* BEGIN DATA SECTION *
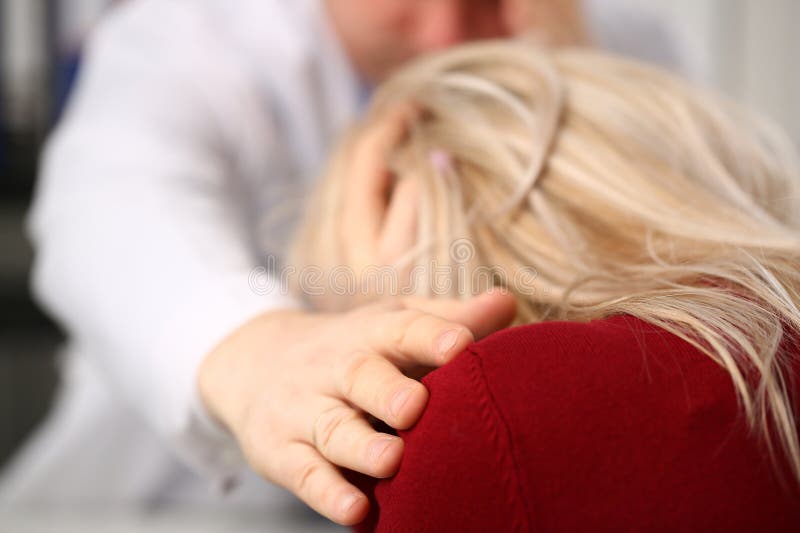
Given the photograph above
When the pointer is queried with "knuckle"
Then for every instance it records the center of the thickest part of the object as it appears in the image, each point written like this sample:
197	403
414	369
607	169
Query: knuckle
328	424
400	328
305	475
353	368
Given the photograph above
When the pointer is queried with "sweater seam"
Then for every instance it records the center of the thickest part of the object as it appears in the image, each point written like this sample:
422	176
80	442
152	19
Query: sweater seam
494	415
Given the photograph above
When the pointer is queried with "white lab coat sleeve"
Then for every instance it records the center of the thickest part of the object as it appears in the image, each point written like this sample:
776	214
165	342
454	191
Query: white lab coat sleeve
142	251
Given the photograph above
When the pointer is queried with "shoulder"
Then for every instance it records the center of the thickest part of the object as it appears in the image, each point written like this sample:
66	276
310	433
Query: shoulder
535	422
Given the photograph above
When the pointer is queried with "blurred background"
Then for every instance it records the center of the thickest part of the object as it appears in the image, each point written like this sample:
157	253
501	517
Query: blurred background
745	48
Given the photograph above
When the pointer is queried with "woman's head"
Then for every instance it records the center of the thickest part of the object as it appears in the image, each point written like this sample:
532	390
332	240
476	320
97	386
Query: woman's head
588	186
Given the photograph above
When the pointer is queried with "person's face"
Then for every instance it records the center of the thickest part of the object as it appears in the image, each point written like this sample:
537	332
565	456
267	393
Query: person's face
379	35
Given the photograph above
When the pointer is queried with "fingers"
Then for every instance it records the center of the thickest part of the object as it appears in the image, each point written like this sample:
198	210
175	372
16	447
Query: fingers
343	437
320	484
412	337
483	314
375	385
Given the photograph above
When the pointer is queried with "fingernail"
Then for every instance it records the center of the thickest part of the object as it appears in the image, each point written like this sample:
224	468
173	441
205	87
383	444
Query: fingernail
378	448
448	340
399	401
348	502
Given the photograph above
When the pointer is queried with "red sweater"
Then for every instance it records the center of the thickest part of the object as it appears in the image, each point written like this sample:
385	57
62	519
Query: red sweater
614	425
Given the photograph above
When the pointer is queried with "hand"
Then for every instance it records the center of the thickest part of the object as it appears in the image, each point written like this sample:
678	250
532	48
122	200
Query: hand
294	389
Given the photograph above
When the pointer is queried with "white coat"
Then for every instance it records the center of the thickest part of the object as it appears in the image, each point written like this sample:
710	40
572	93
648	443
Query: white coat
194	131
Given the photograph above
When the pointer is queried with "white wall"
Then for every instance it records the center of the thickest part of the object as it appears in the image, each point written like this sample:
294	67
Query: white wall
749	49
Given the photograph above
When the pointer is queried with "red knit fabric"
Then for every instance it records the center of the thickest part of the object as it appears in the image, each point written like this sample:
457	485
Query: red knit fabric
614	425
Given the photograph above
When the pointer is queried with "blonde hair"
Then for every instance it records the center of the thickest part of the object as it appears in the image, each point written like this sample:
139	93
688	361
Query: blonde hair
626	189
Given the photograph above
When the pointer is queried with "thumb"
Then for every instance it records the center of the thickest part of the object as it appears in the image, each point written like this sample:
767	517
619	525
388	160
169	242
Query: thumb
483	314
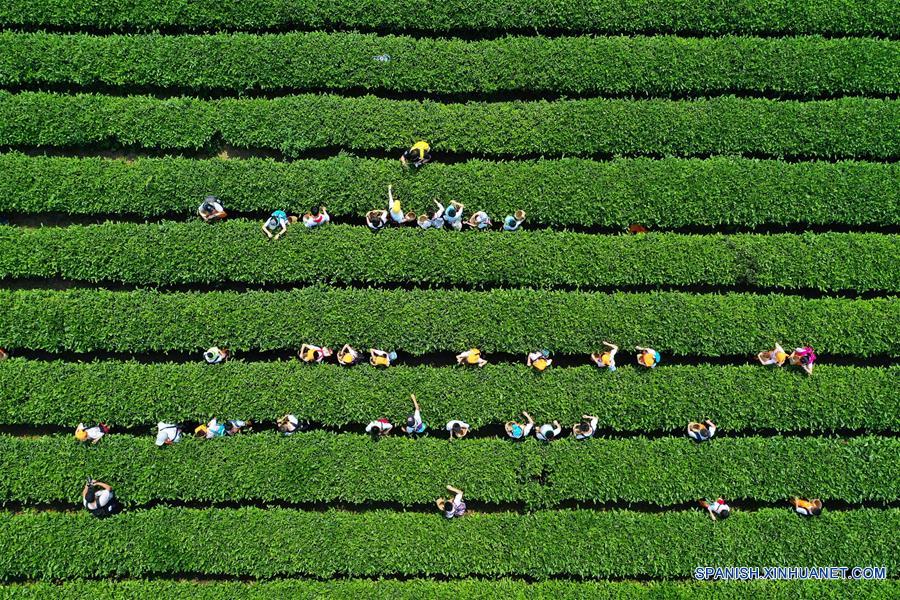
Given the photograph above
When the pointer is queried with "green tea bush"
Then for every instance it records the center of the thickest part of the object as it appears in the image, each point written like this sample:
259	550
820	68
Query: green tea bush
421	321
324	467
656	65
842	128
670	192
237	251
707	16
265	543
736	398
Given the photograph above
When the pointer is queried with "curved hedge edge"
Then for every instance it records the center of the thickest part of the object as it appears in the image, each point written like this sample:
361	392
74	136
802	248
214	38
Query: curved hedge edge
424	321
425	589
237	251
668	192
279	542
322	467
875	17
658	65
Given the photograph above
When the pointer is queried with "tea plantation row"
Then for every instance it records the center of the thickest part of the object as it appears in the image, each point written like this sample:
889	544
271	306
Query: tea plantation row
842	128
423	321
236	251
323	467
566	65
629	400
669	192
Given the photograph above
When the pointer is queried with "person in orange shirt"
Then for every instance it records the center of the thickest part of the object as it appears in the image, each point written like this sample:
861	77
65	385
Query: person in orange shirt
777	356
648	357
807	508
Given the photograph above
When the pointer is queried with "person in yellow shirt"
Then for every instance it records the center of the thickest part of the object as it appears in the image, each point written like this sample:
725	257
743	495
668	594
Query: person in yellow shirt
418	155
776	356
807	508
396	211
313	354
380	358
539	360
348	356
471	357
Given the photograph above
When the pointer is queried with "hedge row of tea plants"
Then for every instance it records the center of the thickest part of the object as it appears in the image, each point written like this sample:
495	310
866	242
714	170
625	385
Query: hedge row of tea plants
324	467
422	321
736	398
808	66
428	589
263	543
878	17
669	192
842	128
191	253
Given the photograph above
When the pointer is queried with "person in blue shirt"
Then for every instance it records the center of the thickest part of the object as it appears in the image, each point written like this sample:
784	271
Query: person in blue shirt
278	221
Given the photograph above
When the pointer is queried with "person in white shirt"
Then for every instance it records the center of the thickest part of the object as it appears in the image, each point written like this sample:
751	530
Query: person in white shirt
90	434
547	432
98	498
457	428
518	431
452	507
396	211
434	218
167	434
586	428
606	360
479	220
718	509
700	432
211	210
277	222
215	355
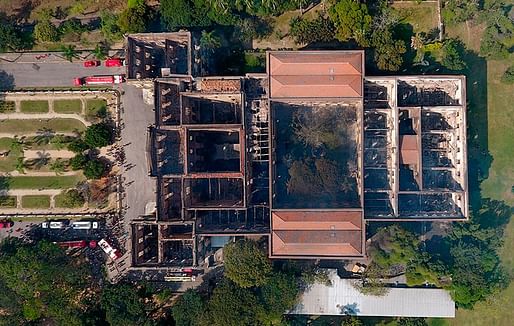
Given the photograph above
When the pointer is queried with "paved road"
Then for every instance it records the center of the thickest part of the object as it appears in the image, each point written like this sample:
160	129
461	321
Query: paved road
136	117
49	74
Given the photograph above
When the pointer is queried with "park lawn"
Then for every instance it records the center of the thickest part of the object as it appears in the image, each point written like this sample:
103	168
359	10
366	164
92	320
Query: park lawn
34	106
93	106
7	106
68	106
8	201
422	16
35	201
27	126
59	202
42	182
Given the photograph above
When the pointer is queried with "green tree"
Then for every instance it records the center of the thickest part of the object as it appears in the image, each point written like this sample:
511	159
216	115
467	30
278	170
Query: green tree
122	305
351	20
210	41
77	145
69	52
453	52
48	283
508	75
44	136
58	166
98	135
109	25
455	11
188	309
231	305
59	141
72	198
9	37
45	31
388	52
279	294
94	169
306	31
133	19
246	264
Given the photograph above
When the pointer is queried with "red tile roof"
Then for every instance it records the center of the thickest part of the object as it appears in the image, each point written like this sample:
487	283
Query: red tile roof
336	233
409	152
315	74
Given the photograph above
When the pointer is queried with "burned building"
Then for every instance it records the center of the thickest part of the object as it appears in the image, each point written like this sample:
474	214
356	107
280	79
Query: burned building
305	155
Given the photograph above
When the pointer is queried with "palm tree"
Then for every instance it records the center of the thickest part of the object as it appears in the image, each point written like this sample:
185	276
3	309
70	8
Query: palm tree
18	144
210	41
69	52
20	165
58	166
41	160
44	136
59	141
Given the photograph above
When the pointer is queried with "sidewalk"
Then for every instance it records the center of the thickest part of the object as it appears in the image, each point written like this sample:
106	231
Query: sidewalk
53	57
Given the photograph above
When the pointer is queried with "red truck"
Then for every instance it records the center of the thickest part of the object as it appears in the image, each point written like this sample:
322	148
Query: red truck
76	244
98	80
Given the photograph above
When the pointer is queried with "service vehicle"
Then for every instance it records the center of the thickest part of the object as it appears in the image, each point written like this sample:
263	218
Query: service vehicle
91	63
84	225
98	80
114	62
5	224
113	253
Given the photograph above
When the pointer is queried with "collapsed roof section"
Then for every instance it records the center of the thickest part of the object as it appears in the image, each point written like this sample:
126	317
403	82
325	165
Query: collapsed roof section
153	55
415	154
316	154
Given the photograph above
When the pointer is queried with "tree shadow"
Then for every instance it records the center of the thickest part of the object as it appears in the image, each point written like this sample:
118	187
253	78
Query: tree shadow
6	81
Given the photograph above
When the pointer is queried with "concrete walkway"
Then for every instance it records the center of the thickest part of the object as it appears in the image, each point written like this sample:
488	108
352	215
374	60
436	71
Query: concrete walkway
42	116
29	153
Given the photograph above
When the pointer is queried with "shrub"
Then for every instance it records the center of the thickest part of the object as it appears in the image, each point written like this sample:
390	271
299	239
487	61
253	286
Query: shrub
45	31
94	169
508	76
72	198
77	146
78	162
98	135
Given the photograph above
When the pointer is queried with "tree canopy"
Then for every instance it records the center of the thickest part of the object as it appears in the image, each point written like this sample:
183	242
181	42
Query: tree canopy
246	264
98	135
42	280
122	305
351	20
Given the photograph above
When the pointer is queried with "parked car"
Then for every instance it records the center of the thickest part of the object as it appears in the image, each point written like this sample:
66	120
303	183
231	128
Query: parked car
84	225
114	62
6	224
60	224
91	63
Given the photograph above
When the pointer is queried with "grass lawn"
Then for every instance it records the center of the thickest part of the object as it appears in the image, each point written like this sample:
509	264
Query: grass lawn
8	201
35	201
20	127
59	202
7	106
34	106
422	16
46	182
93	107
68	106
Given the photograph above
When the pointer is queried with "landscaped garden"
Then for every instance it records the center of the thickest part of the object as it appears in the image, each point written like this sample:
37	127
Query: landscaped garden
56	160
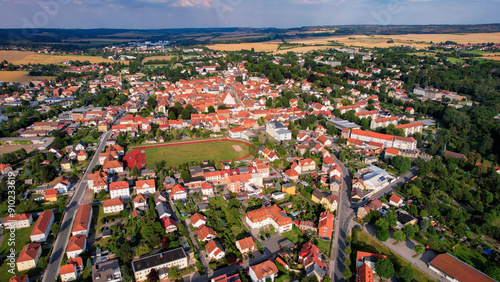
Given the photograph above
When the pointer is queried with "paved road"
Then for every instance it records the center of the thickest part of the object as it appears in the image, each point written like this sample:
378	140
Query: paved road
399	182
61	242
342	226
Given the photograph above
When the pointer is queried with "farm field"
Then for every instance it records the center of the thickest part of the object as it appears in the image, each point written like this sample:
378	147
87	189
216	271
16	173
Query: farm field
153	58
20	76
28	57
181	153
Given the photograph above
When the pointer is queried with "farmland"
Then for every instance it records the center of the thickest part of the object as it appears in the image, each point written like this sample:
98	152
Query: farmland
28	57
179	153
20	76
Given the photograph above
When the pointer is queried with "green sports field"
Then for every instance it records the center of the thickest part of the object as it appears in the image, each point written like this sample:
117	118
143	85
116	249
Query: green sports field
178	154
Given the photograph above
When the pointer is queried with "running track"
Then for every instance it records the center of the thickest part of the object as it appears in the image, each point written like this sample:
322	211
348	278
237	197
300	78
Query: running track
195	142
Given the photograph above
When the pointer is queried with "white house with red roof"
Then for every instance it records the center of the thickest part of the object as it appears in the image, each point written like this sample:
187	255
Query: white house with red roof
215	250
146	187
42	226
178	193
119	189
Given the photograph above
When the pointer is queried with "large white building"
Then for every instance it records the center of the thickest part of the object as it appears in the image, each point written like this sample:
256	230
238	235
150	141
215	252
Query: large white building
272	215
278	131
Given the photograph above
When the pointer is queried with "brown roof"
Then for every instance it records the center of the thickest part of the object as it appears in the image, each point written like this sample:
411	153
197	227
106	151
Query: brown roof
28	252
264	269
42	223
458	269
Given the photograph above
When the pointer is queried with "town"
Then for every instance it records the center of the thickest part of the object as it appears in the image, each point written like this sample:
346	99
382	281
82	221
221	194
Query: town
331	165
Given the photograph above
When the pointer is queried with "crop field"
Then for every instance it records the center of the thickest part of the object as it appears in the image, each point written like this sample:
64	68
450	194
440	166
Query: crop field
179	153
20	76
28	57
154	58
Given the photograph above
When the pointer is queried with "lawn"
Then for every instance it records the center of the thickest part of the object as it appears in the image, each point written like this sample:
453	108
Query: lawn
367	243
213	151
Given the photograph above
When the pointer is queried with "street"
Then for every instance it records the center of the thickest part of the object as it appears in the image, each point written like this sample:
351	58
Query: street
61	242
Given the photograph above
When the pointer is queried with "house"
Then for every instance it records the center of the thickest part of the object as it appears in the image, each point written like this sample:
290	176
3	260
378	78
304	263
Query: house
215	250
68	272
178	193
288	188
207	189
146	187
42	226
236	132
18	221
5	168
272	215
83	217
140	202
76	245
246	245
325	225
19	278
50	195
119	189
62	185
106	271
263	271
454	269
206	233
330	202
29	256
113	205
395	200
197	220
160	262
168	224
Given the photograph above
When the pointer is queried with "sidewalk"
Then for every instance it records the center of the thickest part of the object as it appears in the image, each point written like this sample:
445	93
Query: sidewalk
405	250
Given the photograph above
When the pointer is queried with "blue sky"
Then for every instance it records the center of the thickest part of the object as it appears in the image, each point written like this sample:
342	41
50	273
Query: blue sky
145	14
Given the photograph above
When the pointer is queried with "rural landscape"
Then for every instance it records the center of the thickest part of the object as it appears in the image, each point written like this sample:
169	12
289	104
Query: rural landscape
238	141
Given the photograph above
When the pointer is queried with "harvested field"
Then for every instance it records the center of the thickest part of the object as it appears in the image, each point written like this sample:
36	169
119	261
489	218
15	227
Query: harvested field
20	76
28	57
153	58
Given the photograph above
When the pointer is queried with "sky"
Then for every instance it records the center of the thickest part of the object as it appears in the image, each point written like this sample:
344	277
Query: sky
157	14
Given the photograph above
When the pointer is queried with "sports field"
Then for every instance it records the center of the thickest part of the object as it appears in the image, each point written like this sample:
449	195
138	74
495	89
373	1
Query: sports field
179	153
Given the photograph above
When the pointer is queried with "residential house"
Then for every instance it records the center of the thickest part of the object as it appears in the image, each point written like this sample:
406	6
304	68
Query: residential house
42	226
76	245
146	187
215	250
246	245
119	189
83	217
263	271
112	205
29	256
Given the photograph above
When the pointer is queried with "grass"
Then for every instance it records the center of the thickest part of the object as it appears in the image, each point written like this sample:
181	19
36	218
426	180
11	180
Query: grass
367	243
176	155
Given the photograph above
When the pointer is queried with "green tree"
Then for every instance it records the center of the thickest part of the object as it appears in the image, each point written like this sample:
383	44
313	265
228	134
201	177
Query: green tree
399	236
405	274
384	268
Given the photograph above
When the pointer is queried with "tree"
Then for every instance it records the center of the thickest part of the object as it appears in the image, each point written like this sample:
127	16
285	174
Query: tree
347	273
419	249
399	236
405	273
384	268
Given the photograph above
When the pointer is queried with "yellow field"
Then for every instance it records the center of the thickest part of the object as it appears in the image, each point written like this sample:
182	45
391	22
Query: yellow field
157	58
20	76
28	57
258	46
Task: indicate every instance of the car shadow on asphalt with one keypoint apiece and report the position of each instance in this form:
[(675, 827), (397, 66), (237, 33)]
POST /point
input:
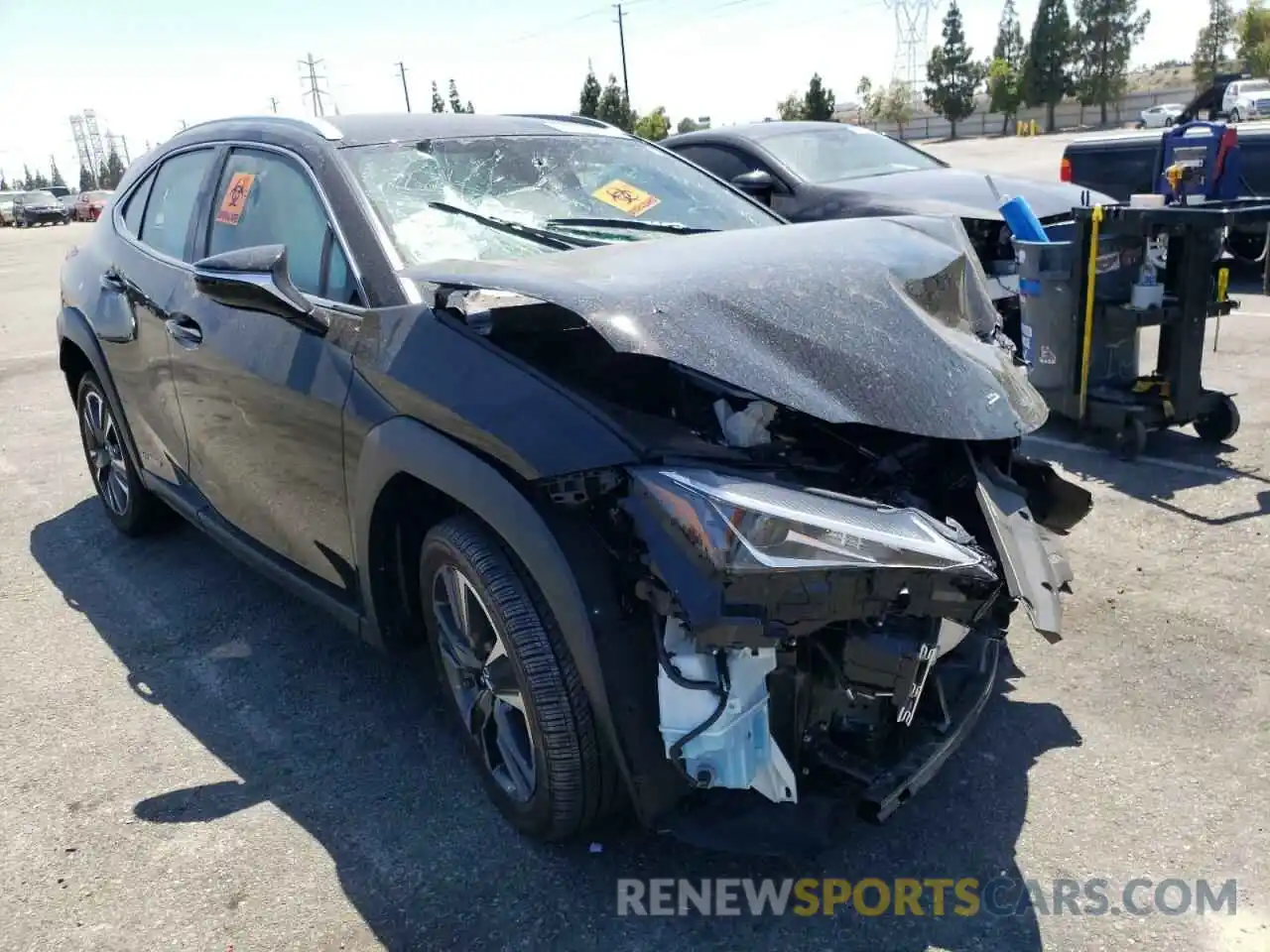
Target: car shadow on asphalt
[(356, 749), (1175, 461)]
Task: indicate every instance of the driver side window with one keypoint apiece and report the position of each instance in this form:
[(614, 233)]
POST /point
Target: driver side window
[(266, 198)]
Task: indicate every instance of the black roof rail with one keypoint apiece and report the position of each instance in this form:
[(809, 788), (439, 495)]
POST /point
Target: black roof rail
[(554, 117), (313, 125)]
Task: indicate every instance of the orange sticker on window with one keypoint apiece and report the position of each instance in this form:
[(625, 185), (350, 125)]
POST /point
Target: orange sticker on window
[(235, 198), (625, 197)]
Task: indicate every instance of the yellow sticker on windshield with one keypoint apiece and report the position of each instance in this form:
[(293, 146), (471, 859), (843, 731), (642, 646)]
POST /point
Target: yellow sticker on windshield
[(625, 197), (235, 198)]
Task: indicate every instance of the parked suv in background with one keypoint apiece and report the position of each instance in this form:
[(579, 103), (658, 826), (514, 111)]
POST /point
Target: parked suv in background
[(39, 208), (89, 204)]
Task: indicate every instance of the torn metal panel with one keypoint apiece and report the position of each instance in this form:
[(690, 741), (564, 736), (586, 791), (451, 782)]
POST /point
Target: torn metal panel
[(866, 321)]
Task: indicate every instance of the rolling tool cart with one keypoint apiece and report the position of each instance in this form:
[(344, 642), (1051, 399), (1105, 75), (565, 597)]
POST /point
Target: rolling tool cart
[(1084, 299)]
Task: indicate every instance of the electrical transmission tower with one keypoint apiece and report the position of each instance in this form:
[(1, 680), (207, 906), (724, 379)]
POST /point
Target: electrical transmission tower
[(912, 48), (94, 139), (310, 77), (81, 148)]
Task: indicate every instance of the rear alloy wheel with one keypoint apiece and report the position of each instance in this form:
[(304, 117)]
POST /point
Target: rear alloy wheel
[(128, 504), (500, 656)]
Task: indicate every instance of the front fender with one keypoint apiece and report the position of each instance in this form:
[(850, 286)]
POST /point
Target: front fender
[(405, 445)]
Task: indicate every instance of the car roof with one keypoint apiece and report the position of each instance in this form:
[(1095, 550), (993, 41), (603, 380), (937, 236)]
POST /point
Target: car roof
[(754, 131), (375, 128)]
* END DATA SECTION *
# [EXERCISE PROMPT]
Nothing outside the span should appear: transcribe the lines from the one containing "Task: indicate every instance of the electrical" through the last line of the records.

# [ANSWER FOR THE TASK]
Task: indicate every instance of the electrical transmission tower with one keypoint apiece and report the position of each instance in this form:
[(1, 680), (207, 906), (724, 379)]
POST /point
Target: electrical transmission tower
[(912, 48), (94, 139), (310, 77), (81, 148)]
Task: indicate every instance of the rear alloy wheel with one keypoint apiece and report the position of each instance in this form:
[(304, 117)]
POST /point
Target: rear alloy wheel
[(128, 504), (500, 656)]
Task: indicate every instance of the front fender with one keypoint apiece and report the position of each instance in this form:
[(850, 286)]
POST /point
Target: front fender
[(405, 445)]
Task: indicate every instance of the car roof with one keypoint apiece and report the position of each instance in this form:
[(1095, 550), (993, 41), (603, 380), (937, 236)]
POST /point
Target: car roof
[(754, 131), (375, 128)]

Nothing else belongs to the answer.